How Indoor Pollution Is Harming Your Health: Study

Most people talk about air pollution outside your home and how dirty air can do harm to your body. However, indoor pollution can be as deadly, according to experts.

A recent study, carried out by a team of researchers from Australia, Europe and UK, led by the University of Surrey analyzed the dangerous effects that indoor pollution has on human health, and in the process, found out the best possible methodologies to regulate and minimize the consequences.

Globally, in the year 2012 alone, 4.3 million fatalities were associated with indoor air pollution, as compared to the 3.7 million deaths linked to outdoor pollution.

It is referred to as the "Sick Building Syndrome" (SBS), wherein people showcase a wide range of drastic health conditions caused by breathing in polluted indoor air. City dwellers typically spend large amounts of time indoors, be it at work, home, school, college and likewise, and are at a higher risk of acquiring SBS.

The word 'air pollution' usually gets us thinking of gray-tinged fumes, on the lines of toxic gases erupting from factories and industries or the discharge from vehicle exhausts.

However, there are other forms of air pollution, which are incrementally more disastrous than these outdoor ones, most of them existing within the safe confines of our own homes or offices. Cooking residue, smokes, paints, varnishes, fungal spores, and so forth, are few of the harmful pollutants present indoors.

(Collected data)
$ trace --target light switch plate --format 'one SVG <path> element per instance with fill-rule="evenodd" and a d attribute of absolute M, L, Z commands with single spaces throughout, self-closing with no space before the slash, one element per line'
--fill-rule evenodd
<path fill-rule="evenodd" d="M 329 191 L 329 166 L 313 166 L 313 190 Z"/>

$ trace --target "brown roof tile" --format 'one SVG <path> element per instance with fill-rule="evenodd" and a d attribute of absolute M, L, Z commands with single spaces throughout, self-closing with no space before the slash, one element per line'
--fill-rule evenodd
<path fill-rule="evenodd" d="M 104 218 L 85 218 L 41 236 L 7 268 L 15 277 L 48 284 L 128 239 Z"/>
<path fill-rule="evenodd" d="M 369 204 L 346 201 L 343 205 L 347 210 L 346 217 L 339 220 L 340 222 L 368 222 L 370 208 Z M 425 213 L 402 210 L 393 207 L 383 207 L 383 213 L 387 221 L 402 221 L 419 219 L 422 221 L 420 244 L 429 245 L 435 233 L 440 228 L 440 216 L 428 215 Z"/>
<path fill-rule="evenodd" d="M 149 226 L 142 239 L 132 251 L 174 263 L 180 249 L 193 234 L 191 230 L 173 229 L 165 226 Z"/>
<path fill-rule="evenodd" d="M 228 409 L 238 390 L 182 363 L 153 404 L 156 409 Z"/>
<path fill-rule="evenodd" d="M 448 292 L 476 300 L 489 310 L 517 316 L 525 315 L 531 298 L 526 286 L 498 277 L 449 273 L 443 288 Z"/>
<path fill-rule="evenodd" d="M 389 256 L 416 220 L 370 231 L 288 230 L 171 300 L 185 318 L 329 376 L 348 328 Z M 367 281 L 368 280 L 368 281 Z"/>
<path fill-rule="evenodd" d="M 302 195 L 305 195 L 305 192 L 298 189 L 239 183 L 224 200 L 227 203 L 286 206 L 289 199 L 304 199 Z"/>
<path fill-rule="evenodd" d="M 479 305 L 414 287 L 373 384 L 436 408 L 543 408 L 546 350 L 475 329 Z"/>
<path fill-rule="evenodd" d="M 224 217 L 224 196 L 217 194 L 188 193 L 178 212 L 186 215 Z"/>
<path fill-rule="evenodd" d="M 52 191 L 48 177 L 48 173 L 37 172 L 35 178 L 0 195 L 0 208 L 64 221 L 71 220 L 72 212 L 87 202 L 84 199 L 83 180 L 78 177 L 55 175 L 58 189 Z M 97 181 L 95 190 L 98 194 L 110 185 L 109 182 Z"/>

* Prompt:
According to the indoor pollution text, how many deaths worldwide were associated with indoor air pollution in 2012?

* Result of the task:
4.3 million.